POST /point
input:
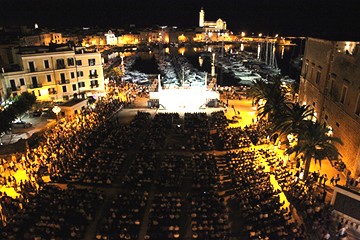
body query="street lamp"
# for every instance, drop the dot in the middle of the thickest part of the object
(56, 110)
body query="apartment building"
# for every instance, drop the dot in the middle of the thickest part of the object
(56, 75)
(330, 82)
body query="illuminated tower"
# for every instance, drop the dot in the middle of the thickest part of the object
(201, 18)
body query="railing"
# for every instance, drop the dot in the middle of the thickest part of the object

········

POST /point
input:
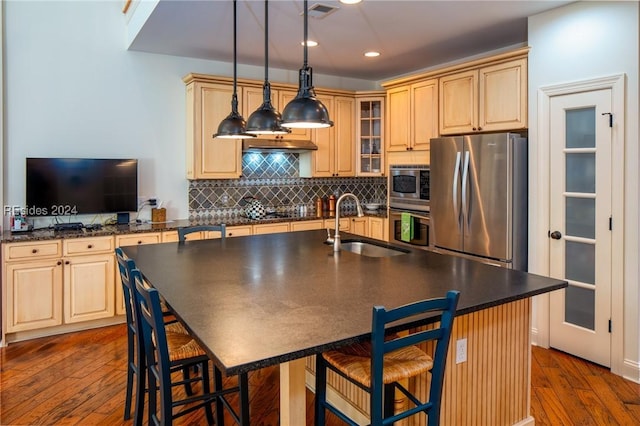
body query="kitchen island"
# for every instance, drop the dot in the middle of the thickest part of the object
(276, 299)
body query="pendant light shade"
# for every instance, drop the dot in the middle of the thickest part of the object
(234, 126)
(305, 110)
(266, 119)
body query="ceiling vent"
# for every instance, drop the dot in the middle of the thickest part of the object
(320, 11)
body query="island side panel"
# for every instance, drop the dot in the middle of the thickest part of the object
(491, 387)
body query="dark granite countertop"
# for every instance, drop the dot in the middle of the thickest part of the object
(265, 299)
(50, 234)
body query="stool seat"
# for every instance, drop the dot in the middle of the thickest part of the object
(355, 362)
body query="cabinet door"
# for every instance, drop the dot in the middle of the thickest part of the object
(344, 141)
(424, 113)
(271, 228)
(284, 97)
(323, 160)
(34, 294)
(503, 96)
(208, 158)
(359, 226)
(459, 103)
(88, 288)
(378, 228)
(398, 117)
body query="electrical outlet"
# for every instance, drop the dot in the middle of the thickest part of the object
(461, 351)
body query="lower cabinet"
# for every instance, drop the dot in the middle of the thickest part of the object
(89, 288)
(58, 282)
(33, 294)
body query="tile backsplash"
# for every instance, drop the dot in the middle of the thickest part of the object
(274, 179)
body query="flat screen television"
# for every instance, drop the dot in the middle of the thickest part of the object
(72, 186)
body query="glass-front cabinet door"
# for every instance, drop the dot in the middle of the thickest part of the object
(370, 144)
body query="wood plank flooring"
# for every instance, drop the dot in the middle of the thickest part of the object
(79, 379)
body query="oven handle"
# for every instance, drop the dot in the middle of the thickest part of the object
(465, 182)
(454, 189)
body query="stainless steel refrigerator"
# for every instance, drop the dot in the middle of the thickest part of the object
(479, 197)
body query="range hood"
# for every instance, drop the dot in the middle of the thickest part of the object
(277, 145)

········

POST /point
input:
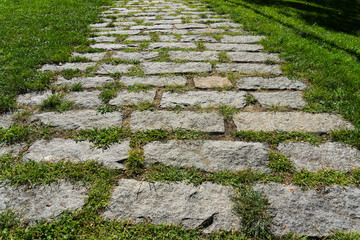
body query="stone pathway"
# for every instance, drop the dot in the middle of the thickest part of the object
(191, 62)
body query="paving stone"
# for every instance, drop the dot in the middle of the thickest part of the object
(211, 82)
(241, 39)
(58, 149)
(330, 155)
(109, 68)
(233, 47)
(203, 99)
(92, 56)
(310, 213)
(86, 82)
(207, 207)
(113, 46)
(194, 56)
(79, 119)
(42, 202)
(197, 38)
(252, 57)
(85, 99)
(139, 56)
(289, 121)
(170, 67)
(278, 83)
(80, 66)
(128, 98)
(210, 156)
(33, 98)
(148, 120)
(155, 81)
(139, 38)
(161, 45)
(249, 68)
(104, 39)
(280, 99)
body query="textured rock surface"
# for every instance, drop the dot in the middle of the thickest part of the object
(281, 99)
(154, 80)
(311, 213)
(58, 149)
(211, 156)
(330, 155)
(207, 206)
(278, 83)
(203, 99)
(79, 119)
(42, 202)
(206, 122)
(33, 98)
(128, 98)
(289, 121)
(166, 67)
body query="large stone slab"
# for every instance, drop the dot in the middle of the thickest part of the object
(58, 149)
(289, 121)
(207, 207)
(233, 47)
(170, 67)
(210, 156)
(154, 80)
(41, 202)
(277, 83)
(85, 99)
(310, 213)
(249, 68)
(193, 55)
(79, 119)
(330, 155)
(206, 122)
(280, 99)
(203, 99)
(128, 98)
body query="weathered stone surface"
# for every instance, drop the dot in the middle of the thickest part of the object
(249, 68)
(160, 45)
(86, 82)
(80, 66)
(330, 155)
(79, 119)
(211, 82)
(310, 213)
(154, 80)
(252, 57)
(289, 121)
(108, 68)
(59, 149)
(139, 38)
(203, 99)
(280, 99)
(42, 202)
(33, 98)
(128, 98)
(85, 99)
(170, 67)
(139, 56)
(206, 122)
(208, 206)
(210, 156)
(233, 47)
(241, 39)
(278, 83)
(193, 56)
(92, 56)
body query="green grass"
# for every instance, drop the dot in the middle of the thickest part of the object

········

To be done:
Please list each line of the listing above that contains the string "cabinet". Matching is case-sensitive.

In response:
body query="cabinet door"
body query="lower cabinet"
body query="glass-front cabinet door"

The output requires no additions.